* _Your instructions_
Set the following entries down again exactly, line by line.

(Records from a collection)
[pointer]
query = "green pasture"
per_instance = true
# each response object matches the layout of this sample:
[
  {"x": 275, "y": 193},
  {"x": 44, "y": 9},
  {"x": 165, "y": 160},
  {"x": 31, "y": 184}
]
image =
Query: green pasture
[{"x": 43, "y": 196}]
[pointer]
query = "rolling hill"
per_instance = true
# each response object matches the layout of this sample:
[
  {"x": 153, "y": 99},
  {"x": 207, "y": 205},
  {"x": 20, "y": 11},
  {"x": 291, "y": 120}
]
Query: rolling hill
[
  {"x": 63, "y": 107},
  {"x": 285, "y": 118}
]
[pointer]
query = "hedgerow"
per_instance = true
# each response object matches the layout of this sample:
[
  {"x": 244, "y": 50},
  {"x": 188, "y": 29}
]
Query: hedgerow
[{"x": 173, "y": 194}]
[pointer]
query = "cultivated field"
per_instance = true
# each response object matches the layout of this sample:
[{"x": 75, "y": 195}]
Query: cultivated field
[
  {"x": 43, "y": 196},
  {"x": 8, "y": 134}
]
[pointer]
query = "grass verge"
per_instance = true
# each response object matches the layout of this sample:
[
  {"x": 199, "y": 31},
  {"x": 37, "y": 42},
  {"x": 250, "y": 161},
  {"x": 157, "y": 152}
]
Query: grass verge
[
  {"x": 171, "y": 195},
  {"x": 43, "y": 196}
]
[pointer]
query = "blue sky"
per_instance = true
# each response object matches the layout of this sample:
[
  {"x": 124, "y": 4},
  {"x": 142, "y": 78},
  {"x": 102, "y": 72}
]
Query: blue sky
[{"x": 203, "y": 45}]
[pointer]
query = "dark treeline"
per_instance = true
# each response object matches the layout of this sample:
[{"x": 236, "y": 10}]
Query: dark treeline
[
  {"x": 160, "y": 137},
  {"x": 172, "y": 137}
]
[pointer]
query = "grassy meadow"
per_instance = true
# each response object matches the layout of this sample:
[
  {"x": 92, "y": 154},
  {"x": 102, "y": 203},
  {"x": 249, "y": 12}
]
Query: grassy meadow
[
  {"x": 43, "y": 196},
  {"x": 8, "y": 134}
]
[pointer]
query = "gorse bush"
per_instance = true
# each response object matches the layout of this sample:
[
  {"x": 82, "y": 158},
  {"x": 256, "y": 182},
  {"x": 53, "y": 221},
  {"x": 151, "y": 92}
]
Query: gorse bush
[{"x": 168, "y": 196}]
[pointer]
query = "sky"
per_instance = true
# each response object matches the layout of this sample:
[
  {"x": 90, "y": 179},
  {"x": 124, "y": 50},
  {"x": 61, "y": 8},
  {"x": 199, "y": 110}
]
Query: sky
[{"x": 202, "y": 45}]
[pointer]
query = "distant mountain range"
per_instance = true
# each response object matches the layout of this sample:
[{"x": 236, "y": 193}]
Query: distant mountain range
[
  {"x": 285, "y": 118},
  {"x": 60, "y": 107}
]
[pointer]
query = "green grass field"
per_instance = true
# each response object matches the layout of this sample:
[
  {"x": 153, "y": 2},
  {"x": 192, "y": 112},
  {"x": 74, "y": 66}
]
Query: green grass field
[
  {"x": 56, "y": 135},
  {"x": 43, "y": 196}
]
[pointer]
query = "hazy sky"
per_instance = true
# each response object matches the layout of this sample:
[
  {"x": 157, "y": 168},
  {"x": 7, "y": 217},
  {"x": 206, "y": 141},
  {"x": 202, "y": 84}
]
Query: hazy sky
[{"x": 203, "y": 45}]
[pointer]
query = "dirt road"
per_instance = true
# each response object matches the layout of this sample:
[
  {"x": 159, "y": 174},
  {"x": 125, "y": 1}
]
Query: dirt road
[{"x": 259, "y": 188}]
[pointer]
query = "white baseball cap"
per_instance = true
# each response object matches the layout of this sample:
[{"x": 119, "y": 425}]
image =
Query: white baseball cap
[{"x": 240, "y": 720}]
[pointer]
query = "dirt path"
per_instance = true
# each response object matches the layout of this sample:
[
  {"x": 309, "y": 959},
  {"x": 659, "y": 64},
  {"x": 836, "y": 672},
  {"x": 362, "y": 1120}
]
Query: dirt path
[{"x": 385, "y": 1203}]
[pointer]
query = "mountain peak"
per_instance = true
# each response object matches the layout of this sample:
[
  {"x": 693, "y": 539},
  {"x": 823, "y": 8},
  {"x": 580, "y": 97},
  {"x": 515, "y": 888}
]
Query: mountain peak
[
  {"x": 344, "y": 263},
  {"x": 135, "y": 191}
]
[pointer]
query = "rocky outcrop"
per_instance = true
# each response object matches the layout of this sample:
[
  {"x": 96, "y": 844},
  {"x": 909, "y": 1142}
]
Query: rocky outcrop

* _Response for this exercise_
[pointer]
query = "green pasture"
per_instance = true
# each response object matches the layout of this sample:
[
  {"x": 275, "y": 193},
  {"x": 44, "y": 9},
  {"x": 165, "y": 160},
  {"x": 31, "y": 184}
]
image =
Query: green pasture
[{"x": 43, "y": 196}]
[pointer]
query = "rolling hill"
per_instance = true
# each response object matches the layout of this sample:
[
  {"x": 153, "y": 99},
  {"x": 207, "y": 205},
  {"x": 20, "y": 11},
  {"x": 291, "y": 120}
]
Query: rolling hill
[
  {"x": 63, "y": 107},
  {"x": 285, "y": 118}
]
[pointer]
query = "hedgerow"
per_instance = true
# each response object matches the layout of this sample:
[
  {"x": 244, "y": 50},
  {"x": 188, "y": 29}
]
Query: hedgerow
[{"x": 173, "y": 194}]
[pointer]
query = "cultivated field"
per_instance = true
# each response object matches the layout of this sample:
[{"x": 75, "y": 195}]
Query: cultivated field
[
  {"x": 43, "y": 196},
  {"x": 8, "y": 134}
]
[pointer]
query = "grass verge"
per_instance = true
# each response object matches the layout of this sample:
[
  {"x": 199, "y": 31},
  {"x": 37, "y": 42},
  {"x": 250, "y": 161},
  {"x": 157, "y": 152}
]
Query: grass verge
[
  {"x": 171, "y": 195},
  {"x": 43, "y": 196}
]
[pointer]
query = "blue sky"
per_instance = true
# each response object matches the layout of this sample:
[
  {"x": 124, "y": 4},
  {"x": 142, "y": 78},
  {"x": 102, "y": 72}
]
Query: blue sky
[{"x": 203, "y": 45}]
[pointer]
query = "dark treeline"
per_instance = true
# each response object matches the layout of this sample:
[{"x": 236, "y": 10}]
Query: dark treeline
[
  {"x": 160, "y": 137},
  {"x": 172, "y": 137}
]
[pointer]
query = "grassy meadow"
per_instance = true
# each response object matches the layout of this sample:
[
  {"x": 92, "y": 154},
  {"x": 102, "y": 203},
  {"x": 249, "y": 12}
]
Query: grassy meadow
[
  {"x": 43, "y": 196},
  {"x": 8, "y": 134}
]
[pointer]
query = "gorse bush"
per_instance = true
# each response object matches the layout of this sample:
[
  {"x": 82, "y": 158},
  {"x": 256, "y": 182},
  {"x": 53, "y": 221},
  {"x": 151, "y": 92}
]
Query: gorse bush
[{"x": 168, "y": 196}]
[pointer]
query = "sky"
per_instance = true
# each response object matches the layout of this sample:
[
  {"x": 90, "y": 179},
  {"x": 124, "y": 50},
  {"x": 61, "y": 8},
  {"x": 199, "y": 110}
]
Query: sky
[{"x": 202, "y": 45}]
[pointer]
query = "distant mountain range"
per_instance = true
# each response object matches the layout of this sample:
[{"x": 236, "y": 193}]
Query: distant mountain range
[
  {"x": 285, "y": 118},
  {"x": 60, "y": 107}
]
[pointer]
query = "green grass field"
per_instance = true
# each response object matches the layout of this sample:
[
  {"x": 153, "y": 2},
  {"x": 192, "y": 112},
  {"x": 74, "y": 66}
]
Query: green grass field
[
  {"x": 56, "y": 135},
  {"x": 43, "y": 196}
]
[pointer]
query = "hazy sky"
per_instance = true
# each response object matches the layout of this sample:
[
  {"x": 157, "y": 168},
  {"x": 7, "y": 217},
  {"x": 206, "y": 141},
  {"x": 202, "y": 84}
]
Query: hazy sky
[{"x": 203, "y": 45}]
[pointer]
query = "dirt road"
per_instance = true
# each response object matches the layout of this sample:
[
  {"x": 159, "y": 174},
  {"x": 125, "y": 1}
]
Query: dirt road
[{"x": 259, "y": 188}]
[pointer]
query = "white baseball cap"
per_instance = true
# each response object matches the layout of this sample:
[{"x": 119, "y": 425}]
image =
Query: white baseball cap
[{"x": 240, "y": 720}]
[pointer]
query = "dirt path"
per_instance = true
# each response object matches the layout of this sample:
[
  {"x": 309, "y": 959},
  {"x": 659, "y": 64},
  {"x": 836, "y": 672},
  {"x": 362, "y": 1120}
]
Query: dirt path
[{"x": 385, "y": 1203}]
[pointer]
query = "mountain peak"
per_instance = true
# each response object matches the layout of this sample:
[
  {"x": 693, "y": 539},
  {"x": 823, "y": 8},
  {"x": 580, "y": 97},
  {"x": 515, "y": 888}
]
Query: mountain peak
[
  {"x": 344, "y": 263},
  {"x": 135, "y": 191}
]
[pointer]
query = "rocky outcrop"
per_instance = true
# each response object matches the layout of this sample:
[
  {"x": 96, "y": 844},
  {"x": 909, "y": 1142}
]
Query: rocky outcrop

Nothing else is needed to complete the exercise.